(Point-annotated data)
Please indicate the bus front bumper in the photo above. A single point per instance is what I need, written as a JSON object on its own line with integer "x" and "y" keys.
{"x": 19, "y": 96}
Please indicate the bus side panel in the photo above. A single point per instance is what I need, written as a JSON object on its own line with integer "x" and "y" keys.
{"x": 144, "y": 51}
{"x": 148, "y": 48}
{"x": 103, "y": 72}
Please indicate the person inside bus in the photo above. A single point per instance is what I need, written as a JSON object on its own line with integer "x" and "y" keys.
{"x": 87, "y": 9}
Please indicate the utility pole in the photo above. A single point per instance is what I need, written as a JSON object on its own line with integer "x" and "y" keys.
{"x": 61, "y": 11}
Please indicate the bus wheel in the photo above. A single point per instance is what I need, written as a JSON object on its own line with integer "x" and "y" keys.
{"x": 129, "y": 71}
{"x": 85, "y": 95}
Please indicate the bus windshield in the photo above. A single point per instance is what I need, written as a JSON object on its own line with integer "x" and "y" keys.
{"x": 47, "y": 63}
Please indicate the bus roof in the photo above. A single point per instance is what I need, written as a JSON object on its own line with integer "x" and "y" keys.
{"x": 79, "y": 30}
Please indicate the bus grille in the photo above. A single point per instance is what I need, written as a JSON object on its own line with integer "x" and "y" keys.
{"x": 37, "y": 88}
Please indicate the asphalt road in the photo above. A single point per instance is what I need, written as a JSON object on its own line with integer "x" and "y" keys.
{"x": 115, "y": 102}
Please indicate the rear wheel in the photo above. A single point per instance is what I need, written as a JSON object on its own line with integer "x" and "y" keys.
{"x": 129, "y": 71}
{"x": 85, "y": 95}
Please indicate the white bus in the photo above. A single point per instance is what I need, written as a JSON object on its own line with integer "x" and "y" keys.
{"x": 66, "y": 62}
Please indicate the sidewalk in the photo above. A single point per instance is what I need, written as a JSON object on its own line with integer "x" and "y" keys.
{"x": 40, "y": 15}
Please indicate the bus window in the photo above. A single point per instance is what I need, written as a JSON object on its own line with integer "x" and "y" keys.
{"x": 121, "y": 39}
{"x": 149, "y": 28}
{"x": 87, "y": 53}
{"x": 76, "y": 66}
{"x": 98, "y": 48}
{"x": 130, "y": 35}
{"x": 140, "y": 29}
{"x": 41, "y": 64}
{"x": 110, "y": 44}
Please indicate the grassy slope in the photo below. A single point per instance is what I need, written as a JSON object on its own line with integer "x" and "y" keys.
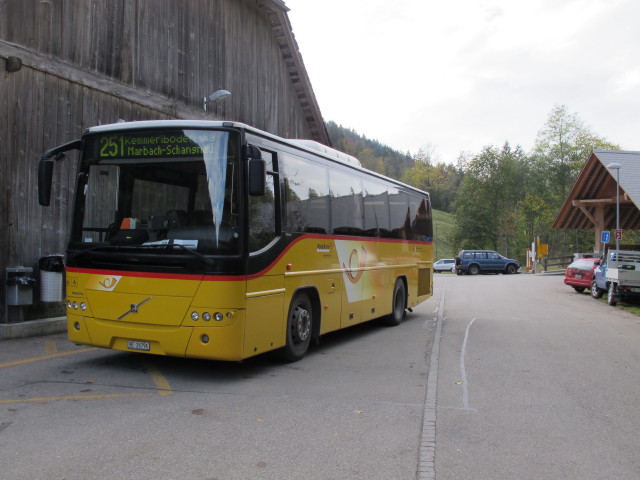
{"x": 442, "y": 226}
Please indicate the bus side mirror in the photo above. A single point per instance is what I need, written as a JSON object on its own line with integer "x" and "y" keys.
{"x": 257, "y": 171}
{"x": 257, "y": 177}
{"x": 45, "y": 176}
{"x": 45, "y": 169}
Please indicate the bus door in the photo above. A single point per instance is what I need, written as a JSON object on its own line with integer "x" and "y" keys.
{"x": 265, "y": 314}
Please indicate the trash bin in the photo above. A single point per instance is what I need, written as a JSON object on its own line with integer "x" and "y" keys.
{"x": 20, "y": 282}
{"x": 51, "y": 278}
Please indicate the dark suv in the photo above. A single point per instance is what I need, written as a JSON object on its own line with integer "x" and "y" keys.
{"x": 473, "y": 262}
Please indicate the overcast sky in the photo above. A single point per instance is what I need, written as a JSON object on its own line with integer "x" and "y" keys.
{"x": 460, "y": 75}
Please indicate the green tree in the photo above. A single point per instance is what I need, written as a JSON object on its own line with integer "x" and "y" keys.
{"x": 561, "y": 149}
{"x": 486, "y": 205}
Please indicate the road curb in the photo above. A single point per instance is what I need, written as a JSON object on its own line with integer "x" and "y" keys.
{"x": 33, "y": 328}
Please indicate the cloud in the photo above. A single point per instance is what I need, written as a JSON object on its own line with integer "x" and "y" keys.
{"x": 465, "y": 74}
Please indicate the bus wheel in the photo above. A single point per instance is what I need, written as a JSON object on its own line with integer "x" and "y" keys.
{"x": 398, "y": 306}
{"x": 299, "y": 328}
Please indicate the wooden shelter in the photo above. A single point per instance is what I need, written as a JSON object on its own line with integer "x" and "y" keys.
{"x": 66, "y": 65}
{"x": 591, "y": 204}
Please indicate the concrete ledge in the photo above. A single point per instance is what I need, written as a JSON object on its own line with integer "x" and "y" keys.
{"x": 33, "y": 328}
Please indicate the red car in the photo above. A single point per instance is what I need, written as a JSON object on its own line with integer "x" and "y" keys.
{"x": 579, "y": 274}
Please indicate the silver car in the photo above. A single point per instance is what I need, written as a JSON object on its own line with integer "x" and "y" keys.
{"x": 444, "y": 265}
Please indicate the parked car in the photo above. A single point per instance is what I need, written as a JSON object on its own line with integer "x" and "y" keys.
{"x": 600, "y": 285}
{"x": 579, "y": 274}
{"x": 444, "y": 265}
{"x": 473, "y": 262}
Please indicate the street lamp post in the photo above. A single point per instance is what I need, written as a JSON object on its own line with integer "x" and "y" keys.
{"x": 617, "y": 167}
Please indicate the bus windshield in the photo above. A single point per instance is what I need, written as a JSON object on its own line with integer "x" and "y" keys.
{"x": 154, "y": 190}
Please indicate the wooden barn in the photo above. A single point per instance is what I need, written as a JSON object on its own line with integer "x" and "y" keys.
{"x": 66, "y": 65}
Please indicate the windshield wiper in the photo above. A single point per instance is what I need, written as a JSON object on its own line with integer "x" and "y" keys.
{"x": 166, "y": 246}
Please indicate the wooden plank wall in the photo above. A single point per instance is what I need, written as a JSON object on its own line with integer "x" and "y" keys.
{"x": 88, "y": 62}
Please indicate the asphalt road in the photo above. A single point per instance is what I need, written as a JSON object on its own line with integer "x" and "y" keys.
{"x": 527, "y": 380}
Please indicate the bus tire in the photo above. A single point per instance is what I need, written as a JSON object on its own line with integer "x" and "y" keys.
{"x": 299, "y": 328}
{"x": 398, "y": 304}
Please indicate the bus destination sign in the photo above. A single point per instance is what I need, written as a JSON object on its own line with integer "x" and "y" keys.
{"x": 159, "y": 145}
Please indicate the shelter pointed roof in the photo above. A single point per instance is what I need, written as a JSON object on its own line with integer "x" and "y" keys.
{"x": 595, "y": 189}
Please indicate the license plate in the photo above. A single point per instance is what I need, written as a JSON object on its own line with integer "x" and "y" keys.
{"x": 138, "y": 345}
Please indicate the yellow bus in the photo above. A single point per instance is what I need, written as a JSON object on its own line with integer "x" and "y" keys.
{"x": 216, "y": 240}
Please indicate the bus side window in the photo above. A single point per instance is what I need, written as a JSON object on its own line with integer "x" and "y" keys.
{"x": 262, "y": 210}
{"x": 306, "y": 196}
{"x": 346, "y": 203}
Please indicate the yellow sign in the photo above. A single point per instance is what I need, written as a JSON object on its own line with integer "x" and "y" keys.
{"x": 543, "y": 249}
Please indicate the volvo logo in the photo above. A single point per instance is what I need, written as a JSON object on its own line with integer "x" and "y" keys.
{"x": 134, "y": 308}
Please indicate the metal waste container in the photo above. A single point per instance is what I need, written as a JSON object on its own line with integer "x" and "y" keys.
{"x": 19, "y": 285}
{"x": 51, "y": 278}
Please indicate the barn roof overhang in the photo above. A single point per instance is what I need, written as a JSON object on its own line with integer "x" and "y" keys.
{"x": 277, "y": 13}
{"x": 591, "y": 204}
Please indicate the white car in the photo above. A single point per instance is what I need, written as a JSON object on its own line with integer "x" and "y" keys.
{"x": 444, "y": 265}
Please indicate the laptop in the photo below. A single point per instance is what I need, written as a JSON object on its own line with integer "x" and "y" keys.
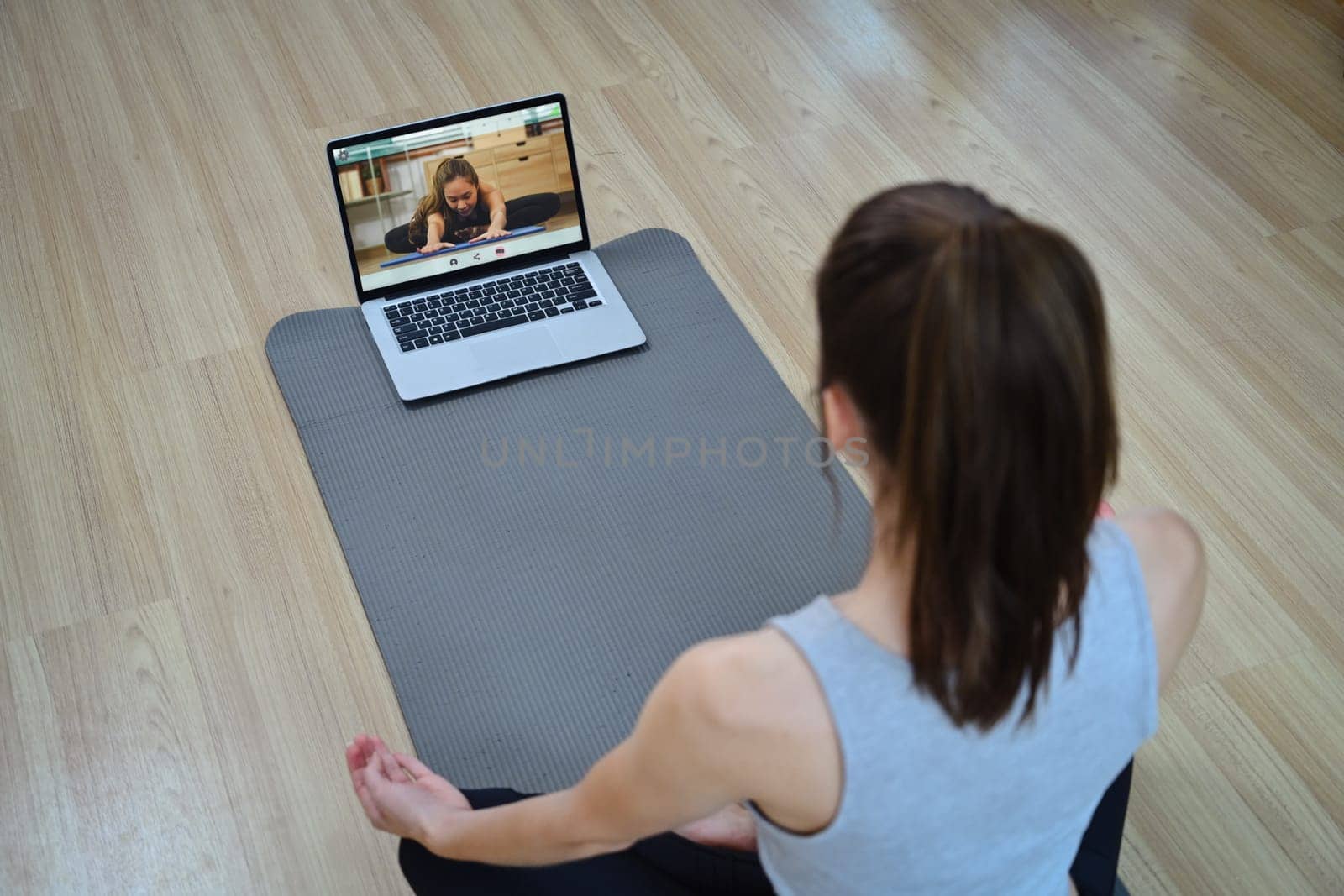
{"x": 470, "y": 248}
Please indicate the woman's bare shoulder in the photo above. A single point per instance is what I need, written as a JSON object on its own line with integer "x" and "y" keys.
{"x": 757, "y": 680}
{"x": 1171, "y": 560}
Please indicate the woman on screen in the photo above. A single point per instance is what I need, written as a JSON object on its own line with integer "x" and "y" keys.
{"x": 461, "y": 208}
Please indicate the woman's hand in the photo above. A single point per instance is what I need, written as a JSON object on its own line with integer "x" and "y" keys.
{"x": 491, "y": 234}
{"x": 732, "y": 828}
{"x": 401, "y": 795}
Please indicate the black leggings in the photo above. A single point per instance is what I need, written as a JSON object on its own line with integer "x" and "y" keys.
{"x": 517, "y": 212}
{"x": 671, "y": 866}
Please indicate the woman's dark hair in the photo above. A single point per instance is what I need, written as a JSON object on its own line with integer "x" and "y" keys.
{"x": 974, "y": 345}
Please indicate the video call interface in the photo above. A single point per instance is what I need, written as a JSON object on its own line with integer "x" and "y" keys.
{"x": 457, "y": 196}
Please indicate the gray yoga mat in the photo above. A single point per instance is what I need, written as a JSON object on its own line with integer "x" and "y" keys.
{"x": 526, "y": 600}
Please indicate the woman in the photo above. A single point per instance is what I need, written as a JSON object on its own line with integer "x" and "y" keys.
{"x": 460, "y": 208}
{"x": 952, "y": 721}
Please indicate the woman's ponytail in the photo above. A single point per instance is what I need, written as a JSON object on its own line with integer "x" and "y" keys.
{"x": 974, "y": 345}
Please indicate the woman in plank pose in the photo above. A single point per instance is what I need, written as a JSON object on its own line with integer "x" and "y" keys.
{"x": 460, "y": 207}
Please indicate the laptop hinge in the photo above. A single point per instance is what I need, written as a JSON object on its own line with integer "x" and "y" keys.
{"x": 531, "y": 259}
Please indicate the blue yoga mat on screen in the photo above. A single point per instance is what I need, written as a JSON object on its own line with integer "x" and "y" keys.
{"x": 418, "y": 257}
{"x": 533, "y": 553}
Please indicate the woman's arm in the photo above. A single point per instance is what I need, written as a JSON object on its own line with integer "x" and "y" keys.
{"x": 683, "y": 761}
{"x": 494, "y": 197}
{"x": 434, "y": 228}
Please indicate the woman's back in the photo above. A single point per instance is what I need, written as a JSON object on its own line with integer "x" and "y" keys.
{"x": 932, "y": 808}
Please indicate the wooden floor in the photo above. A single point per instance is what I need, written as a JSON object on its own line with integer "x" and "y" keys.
{"x": 185, "y": 653}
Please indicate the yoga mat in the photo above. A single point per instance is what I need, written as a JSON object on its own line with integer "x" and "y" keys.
{"x": 417, "y": 257}
{"x": 526, "y": 604}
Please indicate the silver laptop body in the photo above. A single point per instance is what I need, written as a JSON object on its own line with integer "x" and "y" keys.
{"x": 470, "y": 297}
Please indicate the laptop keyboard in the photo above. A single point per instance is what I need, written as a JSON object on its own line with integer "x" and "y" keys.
{"x": 484, "y": 308}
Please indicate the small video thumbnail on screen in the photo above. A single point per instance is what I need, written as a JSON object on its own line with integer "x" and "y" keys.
{"x": 460, "y": 195}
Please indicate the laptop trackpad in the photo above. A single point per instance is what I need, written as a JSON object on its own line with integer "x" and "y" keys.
{"x": 506, "y": 354}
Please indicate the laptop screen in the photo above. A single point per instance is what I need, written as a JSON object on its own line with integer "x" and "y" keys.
{"x": 450, "y": 197}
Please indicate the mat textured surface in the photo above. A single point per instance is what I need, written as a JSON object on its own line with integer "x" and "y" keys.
{"x": 526, "y": 598}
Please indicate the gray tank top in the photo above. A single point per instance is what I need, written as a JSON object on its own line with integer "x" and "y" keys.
{"x": 927, "y": 808}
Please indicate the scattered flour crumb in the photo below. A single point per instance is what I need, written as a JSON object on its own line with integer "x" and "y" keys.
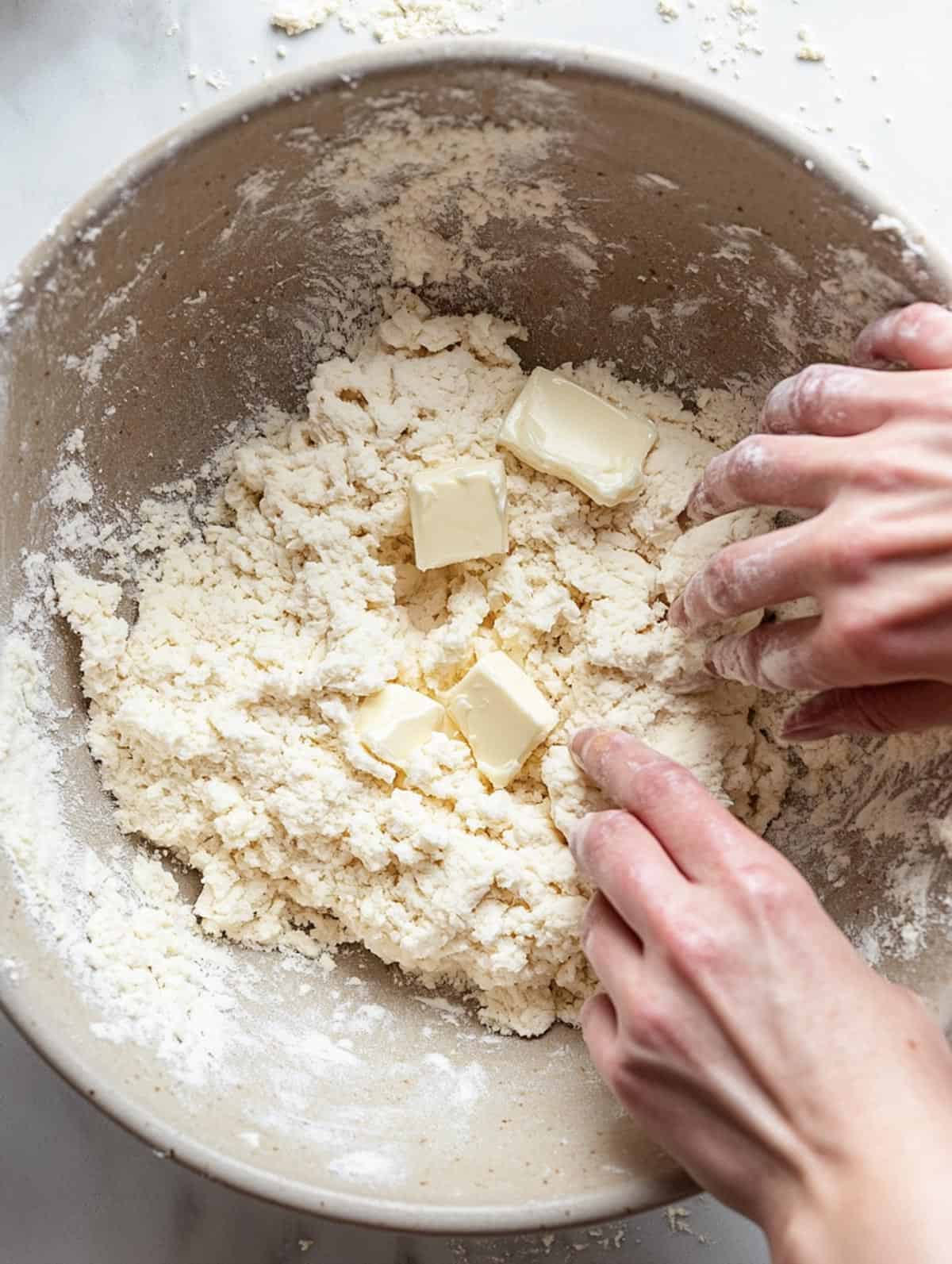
{"x": 298, "y": 18}
{"x": 808, "y": 51}
{"x": 70, "y": 483}
{"x": 230, "y": 740}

- _WORK REQUIRED_
Rewrite the data from the line containing "Please indicate the gray tank" through the end of the data, replacing "photo" with "image" and leaving everything else unchanged. Omit the pictures from your answer.

- _SOLUTION TO THE EXERCISE_
Please indicate the gray tank top in the image above. A single point per instance is what I need, written as a JSON object on its own line with integer "x" and "y" keys.
{"x": 927, "y": 808}
Please indicate the scattered flour crumb in the image below. A single point per instance is what I need, written as a JSON object on its own line with integer "x" and "y" keys.
{"x": 298, "y": 18}
{"x": 808, "y": 51}
{"x": 70, "y": 483}
{"x": 230, "y": 740}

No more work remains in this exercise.